**Input material:**
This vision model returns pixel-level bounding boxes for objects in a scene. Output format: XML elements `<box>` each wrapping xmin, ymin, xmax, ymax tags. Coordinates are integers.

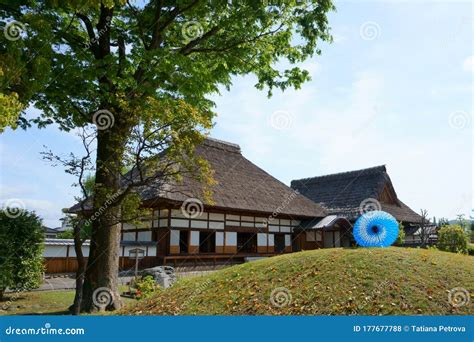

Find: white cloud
<box><xmin>462</xmin><ymin>56</ymin><xmax>474</xmax><ymax>72</ymax></box>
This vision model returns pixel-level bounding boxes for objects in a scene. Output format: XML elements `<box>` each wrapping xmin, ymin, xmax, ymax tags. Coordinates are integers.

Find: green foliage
<box><xmin>57</xmin><ymin>229</ymin><xmax>74</xmax><ymax>239</ymax></box>
<box><xmin>438</xmin><ymin>217</ymin><xmax>449</xmax><ymax>227</ymax></box>
<box><xmin>0</xmin><ymin>0</ymin><xmax>334</xmax><ymax>132</ymax></box>
<box><xmin>134</xmin><ymin>275</ymin><xmax>160</xmax><ymax>299</ymax></box>
<box><xmin>467</xmin><ymin>243</ymin><xmax>474</xmax><ymax>255</ymax></box>
<box><xmin>0</xmin><ymin>208</ymin><xmax>44</xmax><ymax>292</ymax></box>
<box><xmin>395</xmin><ymin>222</ymin><xmax>405</xmax><ymax>245</ymax></box>
<box><xmin>436</xmin><ymin>225</ymin><xmax>468</xmax><ymax>254</ymax></box>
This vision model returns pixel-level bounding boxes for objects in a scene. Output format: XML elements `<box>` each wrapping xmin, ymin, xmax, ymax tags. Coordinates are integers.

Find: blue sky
<box><xmin>0</xmin><ymin>1</ymin><xmax>474</xmax><ymax>227</ymax></box>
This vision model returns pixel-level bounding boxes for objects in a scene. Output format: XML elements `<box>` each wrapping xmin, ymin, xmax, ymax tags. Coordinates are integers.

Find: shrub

**Written exercise:** Locate each line above that contains the word "Find" and copy those lines out in full.

**Written answer:**
Find: white cloud
Find: green foliage
Find: blue sky
Find: shrub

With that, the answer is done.